WHAT THE EXERCISE ASKS
Please start at the line that contains "In the photo above, where can the tiled" and stop after the last line, giving those lines again with "shower wall" switched to "bathroom wall" and nothing else altered.

PROVIDED DATA
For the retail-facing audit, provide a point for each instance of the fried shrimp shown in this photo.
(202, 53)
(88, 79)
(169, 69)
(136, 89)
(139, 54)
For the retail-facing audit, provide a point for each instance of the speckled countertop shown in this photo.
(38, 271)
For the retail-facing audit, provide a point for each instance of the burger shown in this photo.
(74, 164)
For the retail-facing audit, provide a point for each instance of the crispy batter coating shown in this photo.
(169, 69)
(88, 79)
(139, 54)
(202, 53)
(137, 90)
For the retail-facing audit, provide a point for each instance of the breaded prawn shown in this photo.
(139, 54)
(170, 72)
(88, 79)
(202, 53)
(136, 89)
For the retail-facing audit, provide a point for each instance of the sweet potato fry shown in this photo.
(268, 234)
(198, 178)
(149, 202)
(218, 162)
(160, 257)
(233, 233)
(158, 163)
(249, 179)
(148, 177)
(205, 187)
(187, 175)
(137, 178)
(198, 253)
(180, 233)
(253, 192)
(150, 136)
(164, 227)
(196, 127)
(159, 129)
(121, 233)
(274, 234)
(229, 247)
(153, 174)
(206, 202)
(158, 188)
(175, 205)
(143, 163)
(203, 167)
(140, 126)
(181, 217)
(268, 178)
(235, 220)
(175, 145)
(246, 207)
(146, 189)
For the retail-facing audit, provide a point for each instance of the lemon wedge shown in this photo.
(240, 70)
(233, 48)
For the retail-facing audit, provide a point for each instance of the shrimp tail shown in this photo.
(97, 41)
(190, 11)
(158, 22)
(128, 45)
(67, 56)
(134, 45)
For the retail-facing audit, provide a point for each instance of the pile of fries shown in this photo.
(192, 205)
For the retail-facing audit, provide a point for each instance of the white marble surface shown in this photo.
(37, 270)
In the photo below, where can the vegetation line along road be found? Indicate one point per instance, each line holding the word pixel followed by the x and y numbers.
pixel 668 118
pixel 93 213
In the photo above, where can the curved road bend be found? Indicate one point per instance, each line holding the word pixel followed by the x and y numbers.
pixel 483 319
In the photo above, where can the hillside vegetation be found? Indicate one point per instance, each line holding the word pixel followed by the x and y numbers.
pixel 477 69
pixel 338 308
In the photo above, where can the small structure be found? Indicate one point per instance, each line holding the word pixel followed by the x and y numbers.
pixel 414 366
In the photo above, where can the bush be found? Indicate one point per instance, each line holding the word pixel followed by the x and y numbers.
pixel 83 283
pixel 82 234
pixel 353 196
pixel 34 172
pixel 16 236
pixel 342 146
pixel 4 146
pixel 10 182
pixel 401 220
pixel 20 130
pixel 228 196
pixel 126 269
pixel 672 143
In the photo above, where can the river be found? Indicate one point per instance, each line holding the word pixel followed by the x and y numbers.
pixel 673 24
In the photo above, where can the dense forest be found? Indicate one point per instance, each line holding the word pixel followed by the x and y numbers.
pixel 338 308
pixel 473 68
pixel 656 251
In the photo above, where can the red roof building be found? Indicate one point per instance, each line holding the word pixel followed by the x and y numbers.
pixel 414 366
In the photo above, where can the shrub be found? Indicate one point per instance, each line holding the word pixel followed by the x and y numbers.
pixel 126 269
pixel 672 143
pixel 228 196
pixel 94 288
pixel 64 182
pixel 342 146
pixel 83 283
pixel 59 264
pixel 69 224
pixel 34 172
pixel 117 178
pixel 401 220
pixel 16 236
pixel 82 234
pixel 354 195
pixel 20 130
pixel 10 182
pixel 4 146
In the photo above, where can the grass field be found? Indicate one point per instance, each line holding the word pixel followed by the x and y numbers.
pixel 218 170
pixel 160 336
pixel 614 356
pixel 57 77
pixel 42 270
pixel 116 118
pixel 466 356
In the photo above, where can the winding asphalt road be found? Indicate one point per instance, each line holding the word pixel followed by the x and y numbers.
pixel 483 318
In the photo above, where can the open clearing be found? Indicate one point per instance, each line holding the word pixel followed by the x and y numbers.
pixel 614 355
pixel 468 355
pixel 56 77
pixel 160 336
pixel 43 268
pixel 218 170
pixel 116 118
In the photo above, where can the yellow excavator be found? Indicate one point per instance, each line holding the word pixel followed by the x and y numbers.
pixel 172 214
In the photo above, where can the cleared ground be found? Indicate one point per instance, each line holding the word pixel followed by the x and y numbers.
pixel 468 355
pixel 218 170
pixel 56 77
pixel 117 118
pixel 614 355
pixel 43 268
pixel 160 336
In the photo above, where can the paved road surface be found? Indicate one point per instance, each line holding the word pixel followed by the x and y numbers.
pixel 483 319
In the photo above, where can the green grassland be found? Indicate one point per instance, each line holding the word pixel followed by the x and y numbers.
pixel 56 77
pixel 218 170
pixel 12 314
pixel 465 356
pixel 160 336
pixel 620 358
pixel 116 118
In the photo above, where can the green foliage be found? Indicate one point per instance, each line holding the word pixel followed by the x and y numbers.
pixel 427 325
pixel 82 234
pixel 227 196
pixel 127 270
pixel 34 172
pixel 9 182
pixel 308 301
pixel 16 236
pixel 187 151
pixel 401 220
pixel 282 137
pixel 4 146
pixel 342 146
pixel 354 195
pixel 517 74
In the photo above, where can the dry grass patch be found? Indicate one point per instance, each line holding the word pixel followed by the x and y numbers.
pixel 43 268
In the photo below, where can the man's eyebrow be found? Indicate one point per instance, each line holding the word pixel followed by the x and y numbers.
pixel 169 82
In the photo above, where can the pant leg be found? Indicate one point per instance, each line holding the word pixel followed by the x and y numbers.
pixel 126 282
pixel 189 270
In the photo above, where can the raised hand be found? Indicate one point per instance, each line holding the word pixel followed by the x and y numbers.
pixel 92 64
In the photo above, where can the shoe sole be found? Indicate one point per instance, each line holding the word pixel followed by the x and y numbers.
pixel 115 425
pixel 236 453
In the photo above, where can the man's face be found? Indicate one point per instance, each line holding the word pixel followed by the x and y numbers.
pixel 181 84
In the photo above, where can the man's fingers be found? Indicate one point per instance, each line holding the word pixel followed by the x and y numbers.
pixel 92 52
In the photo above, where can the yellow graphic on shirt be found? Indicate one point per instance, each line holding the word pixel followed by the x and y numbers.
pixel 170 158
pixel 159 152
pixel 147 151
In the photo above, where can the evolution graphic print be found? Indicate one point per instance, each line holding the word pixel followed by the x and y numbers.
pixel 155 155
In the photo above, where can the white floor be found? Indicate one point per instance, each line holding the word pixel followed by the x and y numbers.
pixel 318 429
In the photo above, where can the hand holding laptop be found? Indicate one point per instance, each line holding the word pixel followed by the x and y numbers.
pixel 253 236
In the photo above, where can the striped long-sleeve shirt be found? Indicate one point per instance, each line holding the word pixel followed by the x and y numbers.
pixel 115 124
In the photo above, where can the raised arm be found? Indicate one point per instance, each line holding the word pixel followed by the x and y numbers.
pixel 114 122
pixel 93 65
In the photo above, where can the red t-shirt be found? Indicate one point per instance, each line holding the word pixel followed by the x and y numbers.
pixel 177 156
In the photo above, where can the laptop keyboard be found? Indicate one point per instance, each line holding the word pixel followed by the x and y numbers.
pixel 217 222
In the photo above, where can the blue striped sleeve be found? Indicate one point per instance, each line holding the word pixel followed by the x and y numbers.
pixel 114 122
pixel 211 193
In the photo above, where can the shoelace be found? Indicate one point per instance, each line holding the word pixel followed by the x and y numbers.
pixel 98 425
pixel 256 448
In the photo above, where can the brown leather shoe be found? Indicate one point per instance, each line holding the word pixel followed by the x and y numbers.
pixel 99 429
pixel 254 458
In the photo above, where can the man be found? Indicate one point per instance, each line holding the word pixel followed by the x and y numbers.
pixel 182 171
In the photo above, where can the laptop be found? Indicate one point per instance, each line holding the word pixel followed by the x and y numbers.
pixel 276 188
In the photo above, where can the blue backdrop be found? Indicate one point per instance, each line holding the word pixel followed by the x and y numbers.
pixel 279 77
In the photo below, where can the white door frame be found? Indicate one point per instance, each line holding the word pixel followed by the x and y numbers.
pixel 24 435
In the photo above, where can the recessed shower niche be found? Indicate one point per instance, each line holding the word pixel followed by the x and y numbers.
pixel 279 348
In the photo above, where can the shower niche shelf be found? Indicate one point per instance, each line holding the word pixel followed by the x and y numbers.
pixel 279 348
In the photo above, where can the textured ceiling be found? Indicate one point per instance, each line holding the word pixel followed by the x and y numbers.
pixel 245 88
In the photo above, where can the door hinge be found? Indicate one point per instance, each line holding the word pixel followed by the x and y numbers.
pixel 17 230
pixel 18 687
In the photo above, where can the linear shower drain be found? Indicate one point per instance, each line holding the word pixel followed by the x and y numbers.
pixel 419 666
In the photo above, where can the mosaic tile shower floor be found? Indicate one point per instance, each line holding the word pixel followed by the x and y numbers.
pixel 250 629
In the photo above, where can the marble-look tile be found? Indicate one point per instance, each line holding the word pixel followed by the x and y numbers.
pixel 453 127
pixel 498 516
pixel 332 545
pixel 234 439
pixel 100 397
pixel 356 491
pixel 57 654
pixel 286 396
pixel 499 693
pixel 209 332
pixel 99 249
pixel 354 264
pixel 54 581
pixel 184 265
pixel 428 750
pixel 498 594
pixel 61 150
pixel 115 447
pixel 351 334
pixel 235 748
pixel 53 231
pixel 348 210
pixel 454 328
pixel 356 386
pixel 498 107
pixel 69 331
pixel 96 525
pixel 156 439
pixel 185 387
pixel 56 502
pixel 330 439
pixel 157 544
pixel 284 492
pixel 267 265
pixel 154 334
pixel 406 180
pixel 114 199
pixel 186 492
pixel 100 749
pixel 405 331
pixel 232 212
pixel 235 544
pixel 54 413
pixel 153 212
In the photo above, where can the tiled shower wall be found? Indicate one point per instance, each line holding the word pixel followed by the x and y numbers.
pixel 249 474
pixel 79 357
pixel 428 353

FULL OUTPUT
In the photo above, where can the tiled bathroom wall be found? Indicate one point per instance, each line holding the word pixel followed by the x and y numbers.
pixel 249 474
pixel 79 357
pixel 428 353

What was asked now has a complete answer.